# EXTRACTED ENTRIES start

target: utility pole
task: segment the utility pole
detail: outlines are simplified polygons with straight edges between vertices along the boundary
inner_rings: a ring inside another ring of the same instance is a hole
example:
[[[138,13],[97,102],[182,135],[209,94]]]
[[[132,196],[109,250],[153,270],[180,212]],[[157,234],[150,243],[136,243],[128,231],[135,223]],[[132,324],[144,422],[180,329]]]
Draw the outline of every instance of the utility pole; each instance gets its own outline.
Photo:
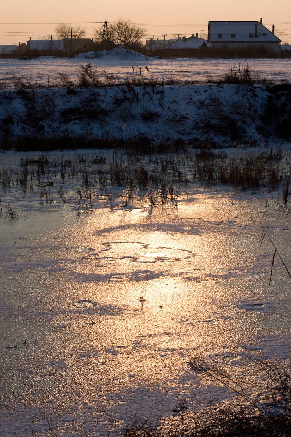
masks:
[[[204,32],[205,31],[204,31],[204,30],[199,30],[199,31],[198,31],[198,30],[197,30],[196,29],[196,32],[199,32],[199,38],[201,38],[201,32]]]
[[[71,28],[71,43],[70,44],[70,56],[72,55],[72,34],[73,32],[72,27]]]
[[[105,35],[106,35],[106,41],[108,41],[108,27],[107,26],[107,21],[104,21],[104,25],[103,28],[103,35],[102,35],[102,41],[105,41]]]

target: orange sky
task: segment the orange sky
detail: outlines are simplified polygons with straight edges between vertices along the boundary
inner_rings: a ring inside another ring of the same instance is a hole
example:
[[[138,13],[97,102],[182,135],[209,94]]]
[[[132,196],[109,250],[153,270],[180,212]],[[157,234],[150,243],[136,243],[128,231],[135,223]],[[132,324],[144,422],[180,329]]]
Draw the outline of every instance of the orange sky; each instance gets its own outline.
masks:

# EXTRACTED ENTRIES end

** GIVEN INSTRUCTION **
Quote the records in full and exactly; skip any image.

** WRITTEN ANSWER **
target: utility pole
task: segment the utility pole
detail: outlines are simplified polygons with straight edges between vertices along the boundary
inner_rings: a ring inside another ring of the same instance is a hole
example:
[[[138,13],[97,102],[182,135],[209,94]]]
[[[132,196],[109,250],[153,270],[180,212]],[[157,234],[150,243],[136,243],[128,231],[135,223]],[[132,324],[144,422],[180,329]]]
Draw the outline of every instance of the utility pole; each instance gets its own outline.
Photo:
masks:
[[[204,32],[205,31],[204,31],[204,30],[199,30],[199,31],[198,31],[198,30],[197,30],[196,29],[196,32],[199,32],[199,38],[201,38],[201,32]]]
[[[71,28],[71,43],[70,44],[70,56],[72,55],[72,34],[73,32],[72,27]]]
[[[105,35],[106,35],[106,41],[108,41],[108,27],[107,26],[107,21],[104,21],[104,25],[103,28],[103,35],[102,35],[102,41],[105,41]]]

target: orange sky
task: segment the orange sky
detail: outlines are simplified polygons with straight edges between vertices along the boundary
inner_rings: a ring inside another ring of the same instance is a hole
example:
[[[138,13],[97,102],[182,135],[209,94]]]
[[[132,196],[109,250],[153,270],[180,212]],[[157,234],[150,243],[136,243],[128,231],[135,223]],[[132,324],[144,422],[180,329]]]
Draw the outline of every instance of the orange sky; each instance gets its own outline.
masks:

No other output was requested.